• [Exercise aim]: Produce a verbatim transcription of the records below, beginning at the line containing "of the watch" and ending at the final line; include only those lines.

----- Entries supplied -----

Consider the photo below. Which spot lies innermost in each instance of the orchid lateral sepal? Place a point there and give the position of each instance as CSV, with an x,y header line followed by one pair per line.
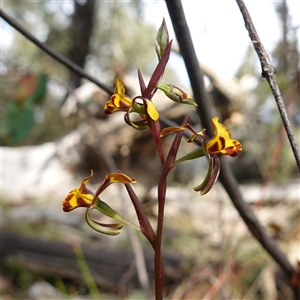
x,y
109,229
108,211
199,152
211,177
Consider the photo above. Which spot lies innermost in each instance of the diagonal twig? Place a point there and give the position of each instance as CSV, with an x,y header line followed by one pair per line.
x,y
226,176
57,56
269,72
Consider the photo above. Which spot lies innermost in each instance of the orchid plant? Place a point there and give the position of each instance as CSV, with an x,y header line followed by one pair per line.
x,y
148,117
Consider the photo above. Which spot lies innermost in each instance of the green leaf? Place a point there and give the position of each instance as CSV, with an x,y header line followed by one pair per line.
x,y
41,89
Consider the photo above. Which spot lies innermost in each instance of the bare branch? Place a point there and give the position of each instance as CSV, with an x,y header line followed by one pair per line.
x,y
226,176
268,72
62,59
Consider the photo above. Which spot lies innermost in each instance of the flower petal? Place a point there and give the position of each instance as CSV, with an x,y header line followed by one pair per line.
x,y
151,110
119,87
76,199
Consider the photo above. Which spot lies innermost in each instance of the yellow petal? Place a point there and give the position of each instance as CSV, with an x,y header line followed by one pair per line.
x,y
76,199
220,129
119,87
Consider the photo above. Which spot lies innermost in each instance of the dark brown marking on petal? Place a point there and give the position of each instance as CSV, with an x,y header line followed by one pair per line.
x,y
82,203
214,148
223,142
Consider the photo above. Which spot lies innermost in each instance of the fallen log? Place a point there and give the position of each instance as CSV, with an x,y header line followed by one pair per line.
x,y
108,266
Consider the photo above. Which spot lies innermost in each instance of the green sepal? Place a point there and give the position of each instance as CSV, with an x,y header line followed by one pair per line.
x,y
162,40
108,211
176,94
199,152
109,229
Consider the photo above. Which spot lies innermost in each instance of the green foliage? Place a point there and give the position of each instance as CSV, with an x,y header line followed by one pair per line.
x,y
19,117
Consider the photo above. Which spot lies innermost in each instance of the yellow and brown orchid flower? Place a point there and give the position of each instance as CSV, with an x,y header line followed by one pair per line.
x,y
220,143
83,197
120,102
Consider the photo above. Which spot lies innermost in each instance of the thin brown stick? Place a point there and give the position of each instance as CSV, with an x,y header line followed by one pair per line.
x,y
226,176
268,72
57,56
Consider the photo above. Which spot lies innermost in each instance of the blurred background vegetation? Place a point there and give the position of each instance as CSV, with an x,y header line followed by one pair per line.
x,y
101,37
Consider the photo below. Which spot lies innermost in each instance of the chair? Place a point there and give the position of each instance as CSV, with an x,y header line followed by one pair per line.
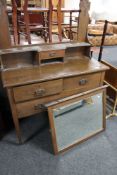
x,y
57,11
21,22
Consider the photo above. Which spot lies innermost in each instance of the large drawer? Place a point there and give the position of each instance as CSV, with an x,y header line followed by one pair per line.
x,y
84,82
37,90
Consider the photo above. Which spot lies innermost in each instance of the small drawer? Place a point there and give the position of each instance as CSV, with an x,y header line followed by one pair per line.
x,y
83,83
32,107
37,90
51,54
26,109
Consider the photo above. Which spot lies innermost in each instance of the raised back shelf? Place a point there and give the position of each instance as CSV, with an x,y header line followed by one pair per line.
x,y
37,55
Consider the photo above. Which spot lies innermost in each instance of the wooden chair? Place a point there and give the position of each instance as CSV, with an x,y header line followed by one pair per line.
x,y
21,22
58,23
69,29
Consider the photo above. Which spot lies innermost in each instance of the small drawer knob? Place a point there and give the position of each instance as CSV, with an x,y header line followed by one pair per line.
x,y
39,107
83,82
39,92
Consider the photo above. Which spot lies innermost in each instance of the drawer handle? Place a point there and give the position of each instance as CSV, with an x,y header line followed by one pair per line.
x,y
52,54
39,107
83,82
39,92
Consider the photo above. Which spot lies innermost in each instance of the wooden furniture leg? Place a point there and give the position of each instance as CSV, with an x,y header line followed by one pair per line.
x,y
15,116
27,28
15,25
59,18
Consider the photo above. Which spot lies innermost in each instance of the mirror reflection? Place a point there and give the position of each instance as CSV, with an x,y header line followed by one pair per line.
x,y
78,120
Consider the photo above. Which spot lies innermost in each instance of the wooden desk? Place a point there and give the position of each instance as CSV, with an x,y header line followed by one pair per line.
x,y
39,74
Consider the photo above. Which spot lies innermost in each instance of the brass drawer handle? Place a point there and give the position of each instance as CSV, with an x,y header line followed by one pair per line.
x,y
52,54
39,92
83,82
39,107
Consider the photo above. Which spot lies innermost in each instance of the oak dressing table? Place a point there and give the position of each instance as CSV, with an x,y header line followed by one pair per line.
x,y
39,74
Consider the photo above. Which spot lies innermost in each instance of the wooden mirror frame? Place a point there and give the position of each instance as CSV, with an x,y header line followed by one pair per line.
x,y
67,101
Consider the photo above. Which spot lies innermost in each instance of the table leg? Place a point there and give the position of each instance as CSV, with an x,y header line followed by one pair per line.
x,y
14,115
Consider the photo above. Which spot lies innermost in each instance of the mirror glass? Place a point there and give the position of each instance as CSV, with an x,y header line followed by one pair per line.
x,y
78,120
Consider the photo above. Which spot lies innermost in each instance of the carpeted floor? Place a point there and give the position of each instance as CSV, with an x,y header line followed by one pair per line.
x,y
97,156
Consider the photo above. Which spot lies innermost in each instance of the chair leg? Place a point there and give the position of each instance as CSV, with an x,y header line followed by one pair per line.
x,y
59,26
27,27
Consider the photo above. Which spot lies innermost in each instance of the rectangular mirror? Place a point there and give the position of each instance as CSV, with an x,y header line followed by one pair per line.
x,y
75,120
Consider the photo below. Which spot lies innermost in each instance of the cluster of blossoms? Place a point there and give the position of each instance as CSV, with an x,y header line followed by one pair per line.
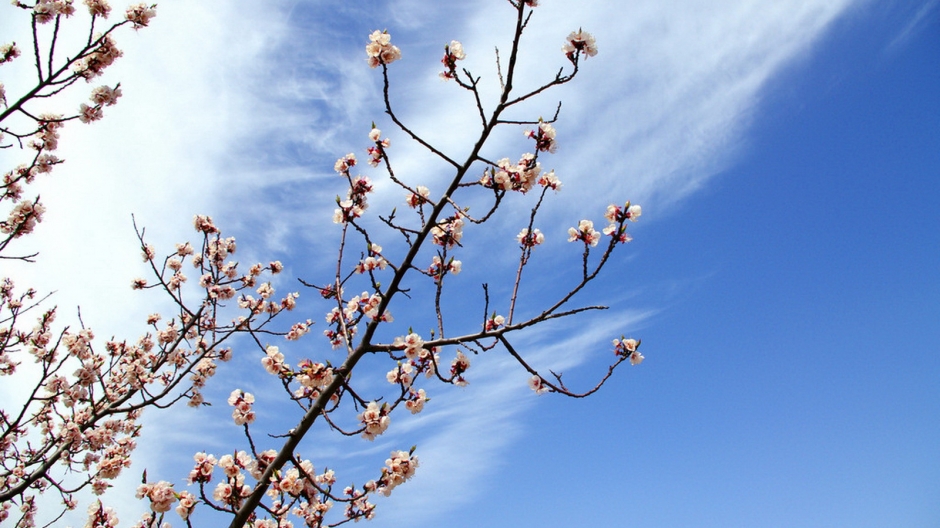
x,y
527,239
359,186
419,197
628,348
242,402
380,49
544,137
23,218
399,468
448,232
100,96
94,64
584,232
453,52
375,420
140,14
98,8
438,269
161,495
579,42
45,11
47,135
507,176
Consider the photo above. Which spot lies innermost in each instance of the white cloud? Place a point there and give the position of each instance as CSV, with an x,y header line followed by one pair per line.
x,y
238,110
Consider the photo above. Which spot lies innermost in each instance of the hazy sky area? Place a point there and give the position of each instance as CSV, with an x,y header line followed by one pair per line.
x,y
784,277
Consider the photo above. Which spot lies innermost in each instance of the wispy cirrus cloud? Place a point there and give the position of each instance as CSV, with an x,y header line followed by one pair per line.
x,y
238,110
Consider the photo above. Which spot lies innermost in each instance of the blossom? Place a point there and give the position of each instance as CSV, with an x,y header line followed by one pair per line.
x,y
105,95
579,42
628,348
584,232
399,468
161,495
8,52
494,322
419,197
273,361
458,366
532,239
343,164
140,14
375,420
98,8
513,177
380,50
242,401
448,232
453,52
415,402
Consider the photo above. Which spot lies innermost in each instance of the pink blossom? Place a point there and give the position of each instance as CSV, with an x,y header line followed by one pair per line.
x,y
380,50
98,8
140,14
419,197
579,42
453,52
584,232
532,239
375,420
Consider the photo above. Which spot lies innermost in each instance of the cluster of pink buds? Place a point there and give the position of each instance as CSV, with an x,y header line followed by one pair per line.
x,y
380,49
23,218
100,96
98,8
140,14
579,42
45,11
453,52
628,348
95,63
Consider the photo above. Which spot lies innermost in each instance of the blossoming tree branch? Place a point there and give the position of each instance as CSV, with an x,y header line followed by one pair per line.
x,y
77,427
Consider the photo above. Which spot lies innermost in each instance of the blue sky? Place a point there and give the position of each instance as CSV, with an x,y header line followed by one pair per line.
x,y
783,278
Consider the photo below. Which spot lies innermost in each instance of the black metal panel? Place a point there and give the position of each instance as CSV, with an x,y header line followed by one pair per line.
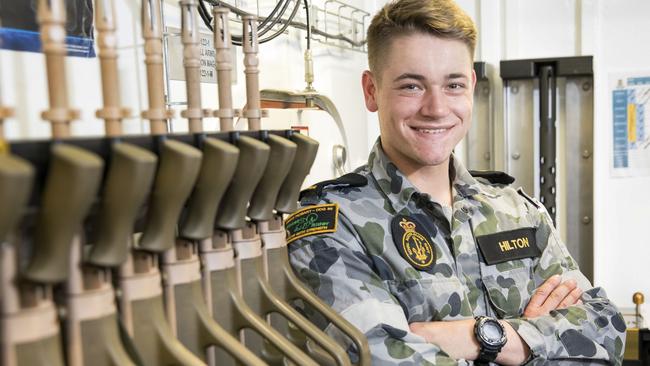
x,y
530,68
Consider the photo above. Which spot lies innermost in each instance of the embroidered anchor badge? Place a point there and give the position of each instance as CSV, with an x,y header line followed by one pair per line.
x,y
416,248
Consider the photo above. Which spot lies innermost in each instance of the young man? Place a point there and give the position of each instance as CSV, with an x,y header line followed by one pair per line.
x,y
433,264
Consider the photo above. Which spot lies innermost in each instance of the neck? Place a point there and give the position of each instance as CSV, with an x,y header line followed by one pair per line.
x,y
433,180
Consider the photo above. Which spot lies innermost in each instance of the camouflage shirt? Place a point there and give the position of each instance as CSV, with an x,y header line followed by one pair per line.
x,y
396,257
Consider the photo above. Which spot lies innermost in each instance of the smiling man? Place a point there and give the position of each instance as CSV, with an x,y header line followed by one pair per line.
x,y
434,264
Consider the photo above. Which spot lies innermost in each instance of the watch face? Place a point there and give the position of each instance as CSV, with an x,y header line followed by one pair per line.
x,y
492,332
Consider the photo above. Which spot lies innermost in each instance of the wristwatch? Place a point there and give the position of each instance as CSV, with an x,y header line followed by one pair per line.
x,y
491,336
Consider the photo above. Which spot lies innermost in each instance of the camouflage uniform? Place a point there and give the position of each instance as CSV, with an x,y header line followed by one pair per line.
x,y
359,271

-----

• [In response]:
Consider the photo above. Which spot lies innermost in each instance of the watch face? Place a point there and give the position of each instance as CSV, with an x,y header line followed by one pair per line.
x,y
492,332
Consider the photo above. Which spot lies innermost in each instance of the wristwatch? Place a point there and give the position of each instance as CSV, with an x,y header line followed by one pair per line.
x,y
491,336
Consider the photo above. Which spot lies innermost in each instance of the camouflage uniform? Place a point there and give the position of each instance as CSV, with an x,y header line followed by one pair per line.
x,y
359,271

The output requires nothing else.